▶ **Set task**:
Starting with the first of the lines below, print each one exactly as it appears, and stop after the line that contains "Target: hazy horizon".

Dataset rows
============

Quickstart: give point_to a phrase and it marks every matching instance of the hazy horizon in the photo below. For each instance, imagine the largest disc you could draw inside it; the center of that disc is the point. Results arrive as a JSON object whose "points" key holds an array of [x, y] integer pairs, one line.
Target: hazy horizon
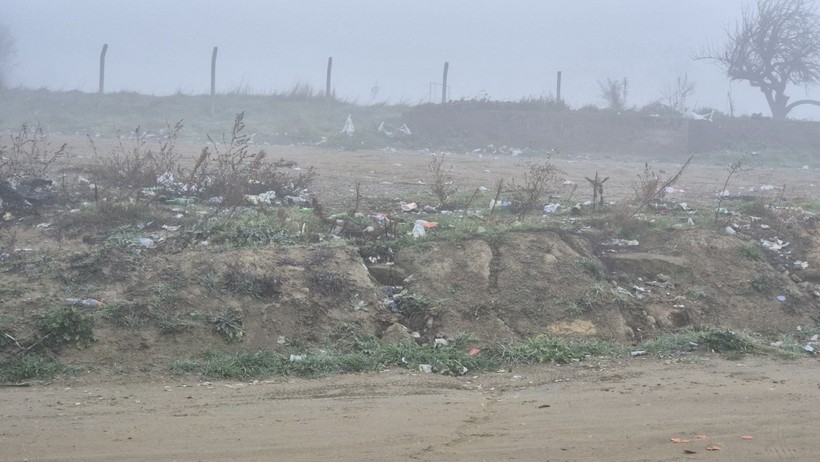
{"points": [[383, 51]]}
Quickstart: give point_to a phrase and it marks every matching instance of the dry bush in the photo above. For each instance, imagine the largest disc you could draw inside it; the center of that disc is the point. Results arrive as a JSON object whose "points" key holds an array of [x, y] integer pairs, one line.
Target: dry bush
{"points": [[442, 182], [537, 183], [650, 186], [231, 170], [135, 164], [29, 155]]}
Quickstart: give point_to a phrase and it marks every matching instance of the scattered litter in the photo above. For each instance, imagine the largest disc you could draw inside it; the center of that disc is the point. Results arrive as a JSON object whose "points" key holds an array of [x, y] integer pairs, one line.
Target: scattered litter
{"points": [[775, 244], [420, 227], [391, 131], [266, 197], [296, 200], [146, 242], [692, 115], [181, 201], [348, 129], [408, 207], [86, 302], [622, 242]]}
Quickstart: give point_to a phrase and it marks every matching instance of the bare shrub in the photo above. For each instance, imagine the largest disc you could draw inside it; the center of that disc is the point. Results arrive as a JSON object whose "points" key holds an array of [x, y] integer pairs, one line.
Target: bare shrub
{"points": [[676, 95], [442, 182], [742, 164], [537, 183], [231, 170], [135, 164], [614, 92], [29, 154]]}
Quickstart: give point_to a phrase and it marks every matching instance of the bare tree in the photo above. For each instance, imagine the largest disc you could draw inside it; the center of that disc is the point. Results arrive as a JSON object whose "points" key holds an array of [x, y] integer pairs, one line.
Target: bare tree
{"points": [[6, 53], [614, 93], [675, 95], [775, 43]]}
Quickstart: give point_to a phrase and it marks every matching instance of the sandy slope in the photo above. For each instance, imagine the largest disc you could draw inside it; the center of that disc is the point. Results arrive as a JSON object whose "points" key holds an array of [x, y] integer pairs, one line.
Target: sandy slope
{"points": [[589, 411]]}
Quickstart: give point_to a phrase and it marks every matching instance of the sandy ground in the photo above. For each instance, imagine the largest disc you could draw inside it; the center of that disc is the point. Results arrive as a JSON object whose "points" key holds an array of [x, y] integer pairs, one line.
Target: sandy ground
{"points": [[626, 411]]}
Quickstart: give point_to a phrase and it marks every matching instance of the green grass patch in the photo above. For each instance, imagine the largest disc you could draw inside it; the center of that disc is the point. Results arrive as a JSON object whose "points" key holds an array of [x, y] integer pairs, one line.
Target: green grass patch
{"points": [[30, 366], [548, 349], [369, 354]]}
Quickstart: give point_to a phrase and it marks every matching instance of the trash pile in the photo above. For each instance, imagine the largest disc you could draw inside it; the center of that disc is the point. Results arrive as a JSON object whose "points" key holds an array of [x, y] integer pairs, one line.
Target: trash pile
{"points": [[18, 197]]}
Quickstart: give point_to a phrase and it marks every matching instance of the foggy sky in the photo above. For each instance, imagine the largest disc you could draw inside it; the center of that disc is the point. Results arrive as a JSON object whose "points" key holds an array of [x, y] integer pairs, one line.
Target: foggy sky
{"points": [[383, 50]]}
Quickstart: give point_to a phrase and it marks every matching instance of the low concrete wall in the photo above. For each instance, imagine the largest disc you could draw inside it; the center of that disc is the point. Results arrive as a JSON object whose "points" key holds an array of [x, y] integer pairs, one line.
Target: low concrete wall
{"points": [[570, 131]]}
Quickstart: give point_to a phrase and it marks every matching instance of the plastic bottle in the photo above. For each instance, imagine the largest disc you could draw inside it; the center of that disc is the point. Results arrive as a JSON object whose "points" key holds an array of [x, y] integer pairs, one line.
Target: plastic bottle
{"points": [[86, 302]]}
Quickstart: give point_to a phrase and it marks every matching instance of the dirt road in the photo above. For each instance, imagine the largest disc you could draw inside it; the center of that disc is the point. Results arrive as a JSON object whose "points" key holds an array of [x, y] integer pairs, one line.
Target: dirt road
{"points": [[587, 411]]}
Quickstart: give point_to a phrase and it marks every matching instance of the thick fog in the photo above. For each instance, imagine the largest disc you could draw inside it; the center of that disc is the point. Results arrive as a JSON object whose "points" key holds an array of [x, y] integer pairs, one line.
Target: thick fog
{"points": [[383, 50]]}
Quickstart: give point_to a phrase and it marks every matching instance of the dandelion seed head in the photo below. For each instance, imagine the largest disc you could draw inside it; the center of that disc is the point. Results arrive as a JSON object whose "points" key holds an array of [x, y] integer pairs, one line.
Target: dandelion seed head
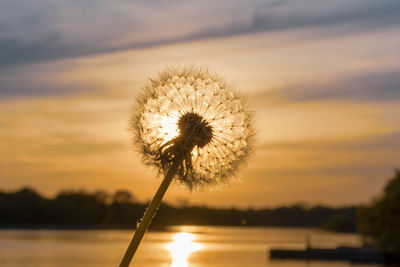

============

▶ **Answer**:
Quickstart: give point_to a phrase and it marks every matching instance of the hazy horizon in the photo below. For each instance, imagine the largest disc you could draw inside it; the center of that disc is the point. Results arrive as a JSON object whose "points" key holds an array of [x, y] integer pairs, one line.
Target: hazy horizon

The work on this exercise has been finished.